Interview mit dem Kannibalen von Rotenburg – Armin Meiwes

Selbstportrait Armin Meiwes

 

(Seit 2009 arbeite ich unter anderem mit Armin Meiwes zusammen, weitere Infos folgen)

1. Teil veröffentlicht: 27.04.2011

2. Teil veröffentlicht: 29.05.2011

 

Es können viele unterschiedliche Ereignisse sein, die einen Menschen in ganz andere Richtungen prägen, als es unserem heutigen Verständnis von Recht, Gesetz und Moral entspricht. Was ist es, dass einen Menschen dazu treibt, ein Lebewesen zu quälen, zu foltern und/oder zu vergewaltigen zu töten oder gar zu verzehren?

 

Kindheit

Viele späteren Mörder, Serienmörder und andere Intensivtäter, erleben in der Kindheit grausame Dinge. Sie wachsen überproportional häufig in einer lieblosen, kalten Familie auf, werden in- oder außerhalb der Familie sexuell missbraucht, gefoltert; teilweise immer wieder vergewaltigt, oft spielen Drogen eine Rolle. Viele der schwer traumatisierten Kinder und Jugendlichen verändern sich, werden zu notorischen Lügnern, isolieren sich von ihrer Umgebung, entwickeln schwere Persönlichkeitsstörungen und beginnen Tiere zu quälen und zu töten, bevor sie den Schritt zum menschlichen Opfer wagen und so selbst vom Opfer zum Täter werden. Über die Parallelen der Täter informierte erstmalig die bis heute häufig zitierte Studie CPRS (Criminal Personality Research Study) des FBI.
:::::
Aufgabe 1 →
Kopiere aus dem Quellenauszug wortgetreu die Stelle, die bei den Worten „2. Teil veröffentlicht: 29.05.2011“ beginnt und nach „gar zu verzehren?“ endet.
Aufgabe 2 →
Suche in den Einträgen jede Zeile, in der die Zeichenfolge „cushion“ vorkommt, und gib jede dieser Zeilen vollständig wieder.

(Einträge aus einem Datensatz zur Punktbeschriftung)
:::::
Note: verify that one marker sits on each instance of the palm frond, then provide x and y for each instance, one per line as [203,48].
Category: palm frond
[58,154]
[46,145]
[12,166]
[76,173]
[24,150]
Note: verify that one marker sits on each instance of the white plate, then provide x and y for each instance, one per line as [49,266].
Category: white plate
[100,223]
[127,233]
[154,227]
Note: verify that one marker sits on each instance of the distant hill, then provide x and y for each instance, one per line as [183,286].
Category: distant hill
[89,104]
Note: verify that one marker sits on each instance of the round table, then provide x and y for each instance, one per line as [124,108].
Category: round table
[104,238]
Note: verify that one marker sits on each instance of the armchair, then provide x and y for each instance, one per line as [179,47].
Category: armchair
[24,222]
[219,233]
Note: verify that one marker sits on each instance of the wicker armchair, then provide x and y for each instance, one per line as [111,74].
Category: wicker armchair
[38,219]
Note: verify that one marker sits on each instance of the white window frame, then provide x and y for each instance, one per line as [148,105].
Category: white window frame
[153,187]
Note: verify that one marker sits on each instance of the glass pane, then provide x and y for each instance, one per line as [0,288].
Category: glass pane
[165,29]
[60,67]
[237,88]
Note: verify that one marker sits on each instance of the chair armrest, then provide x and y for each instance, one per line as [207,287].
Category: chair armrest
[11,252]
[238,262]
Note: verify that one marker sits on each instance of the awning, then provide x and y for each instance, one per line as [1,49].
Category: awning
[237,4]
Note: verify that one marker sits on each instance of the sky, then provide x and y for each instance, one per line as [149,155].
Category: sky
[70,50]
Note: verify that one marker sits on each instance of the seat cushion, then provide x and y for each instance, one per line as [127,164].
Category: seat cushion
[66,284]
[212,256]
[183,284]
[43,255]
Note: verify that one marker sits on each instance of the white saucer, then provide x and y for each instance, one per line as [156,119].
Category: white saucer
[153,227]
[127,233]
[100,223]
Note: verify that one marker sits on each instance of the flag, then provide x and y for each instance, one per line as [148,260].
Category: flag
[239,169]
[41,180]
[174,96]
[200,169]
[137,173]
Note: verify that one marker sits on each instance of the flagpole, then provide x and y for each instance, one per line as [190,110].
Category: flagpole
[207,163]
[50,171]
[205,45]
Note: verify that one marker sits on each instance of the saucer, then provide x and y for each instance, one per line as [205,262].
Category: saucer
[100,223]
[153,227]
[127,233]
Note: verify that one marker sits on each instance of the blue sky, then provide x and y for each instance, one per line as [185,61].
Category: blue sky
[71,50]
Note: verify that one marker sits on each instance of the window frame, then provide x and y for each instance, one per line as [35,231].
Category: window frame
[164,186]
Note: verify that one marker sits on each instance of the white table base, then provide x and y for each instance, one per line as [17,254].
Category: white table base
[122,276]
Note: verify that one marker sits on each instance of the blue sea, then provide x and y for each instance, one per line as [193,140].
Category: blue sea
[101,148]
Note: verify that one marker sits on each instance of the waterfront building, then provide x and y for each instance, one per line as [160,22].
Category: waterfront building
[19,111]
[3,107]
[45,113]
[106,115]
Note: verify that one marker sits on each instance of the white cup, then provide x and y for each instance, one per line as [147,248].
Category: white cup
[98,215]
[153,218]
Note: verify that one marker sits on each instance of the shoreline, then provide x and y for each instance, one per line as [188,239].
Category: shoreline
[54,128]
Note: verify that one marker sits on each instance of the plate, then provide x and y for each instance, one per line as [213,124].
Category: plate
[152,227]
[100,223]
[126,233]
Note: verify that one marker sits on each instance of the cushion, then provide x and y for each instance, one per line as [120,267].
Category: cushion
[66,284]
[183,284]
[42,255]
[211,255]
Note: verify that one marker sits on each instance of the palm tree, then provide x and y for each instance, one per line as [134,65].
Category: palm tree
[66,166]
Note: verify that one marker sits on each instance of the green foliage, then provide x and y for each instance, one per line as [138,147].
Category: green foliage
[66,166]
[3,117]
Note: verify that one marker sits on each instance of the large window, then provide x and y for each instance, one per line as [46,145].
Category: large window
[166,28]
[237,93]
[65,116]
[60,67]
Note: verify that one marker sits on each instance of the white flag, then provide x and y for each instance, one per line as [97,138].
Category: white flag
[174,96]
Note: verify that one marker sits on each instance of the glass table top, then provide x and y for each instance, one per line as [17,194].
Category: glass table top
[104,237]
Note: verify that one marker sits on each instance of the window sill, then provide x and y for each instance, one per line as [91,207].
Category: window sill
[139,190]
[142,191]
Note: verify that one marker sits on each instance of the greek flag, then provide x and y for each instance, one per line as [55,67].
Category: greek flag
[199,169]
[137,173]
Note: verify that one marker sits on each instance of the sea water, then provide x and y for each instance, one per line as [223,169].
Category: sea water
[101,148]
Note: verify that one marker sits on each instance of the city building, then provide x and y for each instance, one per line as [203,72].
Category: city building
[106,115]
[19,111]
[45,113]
:::::
Lösung 1 →
2. Teil veröffentlicht: 29.05.2011

 

Es können viele unterschiedliche Ereignisse sein, die einen Menschen in ganz andere Richtungen prägen, als es unserem heutigen Verständnis von Recht, Gesetz und Moral entspricht. Was ist es, dass einen Menschen dazu treibt, ein Lebewesen zu quälen, zu foltern und/oder zu vergewaltigen zu töten oder gar zu verzehren?

Lösung 2 →
Note: verify that one marker sits on each instance of the seat cushion, then provide x and y for each instance, one per line as [127,164].
Category: seat cushion
Note: verify that one marker sits on each instance of the cushion, then provide x and y for each instance, one per line as [120,267].
Category: cushion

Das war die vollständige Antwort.